#### Activity:
The lines to copy are those holding the string "white" in the entries below.

Records for the task below:

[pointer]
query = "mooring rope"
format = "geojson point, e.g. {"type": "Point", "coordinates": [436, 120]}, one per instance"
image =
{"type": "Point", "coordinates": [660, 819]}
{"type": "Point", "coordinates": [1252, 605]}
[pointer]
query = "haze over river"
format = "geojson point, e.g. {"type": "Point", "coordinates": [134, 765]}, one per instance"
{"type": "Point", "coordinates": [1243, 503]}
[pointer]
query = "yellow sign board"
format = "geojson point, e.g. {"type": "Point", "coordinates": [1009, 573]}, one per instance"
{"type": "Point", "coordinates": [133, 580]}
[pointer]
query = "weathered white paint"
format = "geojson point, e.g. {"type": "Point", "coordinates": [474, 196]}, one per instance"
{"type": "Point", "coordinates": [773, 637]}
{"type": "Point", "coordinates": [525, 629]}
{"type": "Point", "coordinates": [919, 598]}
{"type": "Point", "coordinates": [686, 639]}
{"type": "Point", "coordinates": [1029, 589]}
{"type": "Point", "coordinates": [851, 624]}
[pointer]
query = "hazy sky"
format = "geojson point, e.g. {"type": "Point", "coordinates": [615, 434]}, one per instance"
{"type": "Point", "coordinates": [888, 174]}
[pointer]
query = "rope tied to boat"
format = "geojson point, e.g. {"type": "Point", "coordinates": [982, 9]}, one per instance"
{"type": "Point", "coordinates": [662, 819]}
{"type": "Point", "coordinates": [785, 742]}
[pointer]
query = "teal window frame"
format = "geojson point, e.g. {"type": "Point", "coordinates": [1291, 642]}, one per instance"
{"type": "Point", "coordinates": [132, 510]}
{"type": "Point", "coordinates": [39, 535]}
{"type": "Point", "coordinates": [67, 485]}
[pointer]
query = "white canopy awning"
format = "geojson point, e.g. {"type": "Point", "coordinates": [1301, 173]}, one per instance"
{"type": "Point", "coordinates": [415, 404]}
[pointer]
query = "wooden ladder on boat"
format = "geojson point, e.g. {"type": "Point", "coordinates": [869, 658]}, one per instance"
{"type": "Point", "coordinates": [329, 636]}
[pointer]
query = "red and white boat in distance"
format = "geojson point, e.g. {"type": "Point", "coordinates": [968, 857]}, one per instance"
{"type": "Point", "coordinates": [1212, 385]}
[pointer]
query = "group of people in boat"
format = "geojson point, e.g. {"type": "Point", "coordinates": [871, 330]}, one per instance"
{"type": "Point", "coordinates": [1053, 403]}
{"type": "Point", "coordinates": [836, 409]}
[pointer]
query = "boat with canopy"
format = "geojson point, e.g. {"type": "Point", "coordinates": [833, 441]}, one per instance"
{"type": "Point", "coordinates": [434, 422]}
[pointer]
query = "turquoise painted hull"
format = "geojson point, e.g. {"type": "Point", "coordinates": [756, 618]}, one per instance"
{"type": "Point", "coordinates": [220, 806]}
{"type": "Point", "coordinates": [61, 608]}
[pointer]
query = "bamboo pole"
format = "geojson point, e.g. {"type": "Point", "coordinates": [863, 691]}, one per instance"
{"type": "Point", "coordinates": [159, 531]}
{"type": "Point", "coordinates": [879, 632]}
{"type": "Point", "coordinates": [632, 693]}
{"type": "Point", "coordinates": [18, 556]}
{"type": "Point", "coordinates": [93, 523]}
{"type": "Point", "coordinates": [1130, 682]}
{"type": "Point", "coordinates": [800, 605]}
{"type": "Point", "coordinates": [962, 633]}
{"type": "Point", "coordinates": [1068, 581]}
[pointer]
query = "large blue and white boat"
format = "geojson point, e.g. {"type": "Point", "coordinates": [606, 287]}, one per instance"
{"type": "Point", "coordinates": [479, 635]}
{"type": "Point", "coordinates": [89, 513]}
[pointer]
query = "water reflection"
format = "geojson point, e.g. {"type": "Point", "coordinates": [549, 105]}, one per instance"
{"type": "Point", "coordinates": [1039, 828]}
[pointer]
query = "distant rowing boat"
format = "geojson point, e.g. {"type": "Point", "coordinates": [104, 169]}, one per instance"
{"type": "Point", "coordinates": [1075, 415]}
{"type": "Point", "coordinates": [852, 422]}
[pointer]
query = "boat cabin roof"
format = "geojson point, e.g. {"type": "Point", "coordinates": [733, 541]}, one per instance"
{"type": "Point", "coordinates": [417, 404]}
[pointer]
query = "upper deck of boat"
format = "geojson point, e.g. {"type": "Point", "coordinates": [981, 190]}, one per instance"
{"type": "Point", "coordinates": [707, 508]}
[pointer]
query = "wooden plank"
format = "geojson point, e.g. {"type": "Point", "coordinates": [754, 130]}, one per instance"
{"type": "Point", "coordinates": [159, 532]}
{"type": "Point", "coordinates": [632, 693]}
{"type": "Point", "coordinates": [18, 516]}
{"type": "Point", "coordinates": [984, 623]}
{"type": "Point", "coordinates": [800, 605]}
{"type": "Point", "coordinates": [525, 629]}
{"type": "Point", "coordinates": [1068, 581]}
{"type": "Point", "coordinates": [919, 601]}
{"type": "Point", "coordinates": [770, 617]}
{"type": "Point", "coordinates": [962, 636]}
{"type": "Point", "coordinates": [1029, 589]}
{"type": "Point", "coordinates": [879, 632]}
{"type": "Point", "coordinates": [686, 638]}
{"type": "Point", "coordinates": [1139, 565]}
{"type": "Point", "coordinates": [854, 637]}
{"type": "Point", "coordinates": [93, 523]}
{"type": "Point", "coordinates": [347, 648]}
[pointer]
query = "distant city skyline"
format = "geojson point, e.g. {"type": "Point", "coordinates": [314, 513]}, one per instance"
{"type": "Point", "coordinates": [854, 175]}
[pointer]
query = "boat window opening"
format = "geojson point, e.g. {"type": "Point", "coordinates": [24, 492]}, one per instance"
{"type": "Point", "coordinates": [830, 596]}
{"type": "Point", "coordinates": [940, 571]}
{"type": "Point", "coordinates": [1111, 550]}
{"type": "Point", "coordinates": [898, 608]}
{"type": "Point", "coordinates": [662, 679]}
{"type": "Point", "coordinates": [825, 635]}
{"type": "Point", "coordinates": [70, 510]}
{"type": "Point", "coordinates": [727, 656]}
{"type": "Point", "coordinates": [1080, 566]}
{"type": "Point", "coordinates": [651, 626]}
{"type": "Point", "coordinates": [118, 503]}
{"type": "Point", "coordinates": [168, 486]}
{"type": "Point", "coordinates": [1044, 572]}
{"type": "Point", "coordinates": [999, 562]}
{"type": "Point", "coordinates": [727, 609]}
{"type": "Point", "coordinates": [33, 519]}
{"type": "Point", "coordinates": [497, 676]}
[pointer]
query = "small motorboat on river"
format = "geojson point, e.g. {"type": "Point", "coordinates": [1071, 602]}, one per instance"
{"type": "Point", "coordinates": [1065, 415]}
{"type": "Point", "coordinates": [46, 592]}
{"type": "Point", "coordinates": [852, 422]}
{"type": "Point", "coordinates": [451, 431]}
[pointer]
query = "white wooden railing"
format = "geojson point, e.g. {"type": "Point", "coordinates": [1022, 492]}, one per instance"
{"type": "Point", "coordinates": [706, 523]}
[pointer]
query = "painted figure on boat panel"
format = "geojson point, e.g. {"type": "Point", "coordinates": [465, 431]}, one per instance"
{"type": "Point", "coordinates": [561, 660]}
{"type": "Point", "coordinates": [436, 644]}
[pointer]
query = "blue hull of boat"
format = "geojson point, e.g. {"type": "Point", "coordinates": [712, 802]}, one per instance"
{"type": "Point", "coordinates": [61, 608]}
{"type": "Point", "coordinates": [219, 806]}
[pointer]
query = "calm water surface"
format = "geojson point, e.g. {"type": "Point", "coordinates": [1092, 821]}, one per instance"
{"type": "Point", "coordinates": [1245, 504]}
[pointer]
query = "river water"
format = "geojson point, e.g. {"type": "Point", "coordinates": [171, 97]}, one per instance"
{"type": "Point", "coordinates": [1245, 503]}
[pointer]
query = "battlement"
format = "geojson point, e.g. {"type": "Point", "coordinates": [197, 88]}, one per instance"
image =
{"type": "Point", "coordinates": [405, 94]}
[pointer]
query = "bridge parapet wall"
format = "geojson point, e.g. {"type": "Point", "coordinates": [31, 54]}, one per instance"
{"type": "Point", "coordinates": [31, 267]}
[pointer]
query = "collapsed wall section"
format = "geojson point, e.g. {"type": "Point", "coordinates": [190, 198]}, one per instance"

End of Records for the task.

#### Answer to the exercise:
query = "weathered white paint"
query = "white canopy awning"
query = "red and white boat in distance"
query = "large blue and white boat"
query = "white wooden railing"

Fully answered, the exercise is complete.